Your objective:
What you return should match the records below exactly.

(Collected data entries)
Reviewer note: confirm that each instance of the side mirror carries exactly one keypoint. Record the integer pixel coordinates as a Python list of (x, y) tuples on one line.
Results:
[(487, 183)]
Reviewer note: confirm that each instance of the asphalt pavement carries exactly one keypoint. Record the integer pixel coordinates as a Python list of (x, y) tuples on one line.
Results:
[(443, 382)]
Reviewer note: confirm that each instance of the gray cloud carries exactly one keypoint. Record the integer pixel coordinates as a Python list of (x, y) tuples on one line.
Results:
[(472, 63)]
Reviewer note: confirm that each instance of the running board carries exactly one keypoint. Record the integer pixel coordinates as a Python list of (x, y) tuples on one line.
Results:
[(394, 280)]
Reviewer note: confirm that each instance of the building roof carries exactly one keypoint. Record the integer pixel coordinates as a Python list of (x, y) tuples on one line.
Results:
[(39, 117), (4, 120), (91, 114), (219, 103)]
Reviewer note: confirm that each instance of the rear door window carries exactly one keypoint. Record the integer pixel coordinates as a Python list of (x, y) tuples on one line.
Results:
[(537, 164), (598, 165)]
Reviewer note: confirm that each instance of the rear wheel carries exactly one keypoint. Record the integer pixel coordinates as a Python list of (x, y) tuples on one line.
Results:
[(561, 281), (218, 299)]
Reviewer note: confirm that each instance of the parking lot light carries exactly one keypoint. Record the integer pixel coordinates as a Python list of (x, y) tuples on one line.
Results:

Answer to the problem:
Reviewer note: confirm that each instance of the side mirror carries exactly one keypoint. Record the integer pixel coordinates as a Python list of (x, y) tuples on one line.
Results:
[(487, 183)]
Reviewer note: confirm that each instance of the asphalt pavement carries exactly one keypoint. Record the integer pixel coordinates as a Python list of (x, y) tuples on one line.
Results:
[(443, 382)]
Reviewer note: confirm that each instance of the gray cloud carries exactly one keypoint. Record the integer pixel coordinates as a Python list of (x, y) tuples on one line.
Results:
[(472, 63)]
Reviewer note: confirm that each instance of the running board carries exactly one keypoint. Record the integer pixel coordinates as a Python list of (x, y) tuples on one line.
Results:
[(394, 280)]
Reviewer note: confirm that each instance of the building roof carries exactly one keypoint. Record the integer pixel coordinates as a Python list of (x, y) tuples on one line.
Results:
[(39, 117), (4, 120), (91, 114), (219, 103)]
Reviewer note: confirm that each instance of the rear door window carries exactly one keypoint. Record the integer pixel coordinates as a Python list of (x, y) tuples on one line.
Results:
[(537, 164), (598, 165)]
Reviewer note: confirm that each instance of the rear wheel carries exactly one keypoint. Record the integer pixel coordinates as a Python list of (x, y) tuples on one line.
Results:
[(561, 281), (218, 299)]
Reviewer note: confirm that each instance of the parking lot light carries exactly one keypoint. Record the integer pixel coordinates as a Python list of (x, y) tuples on one line.
Results:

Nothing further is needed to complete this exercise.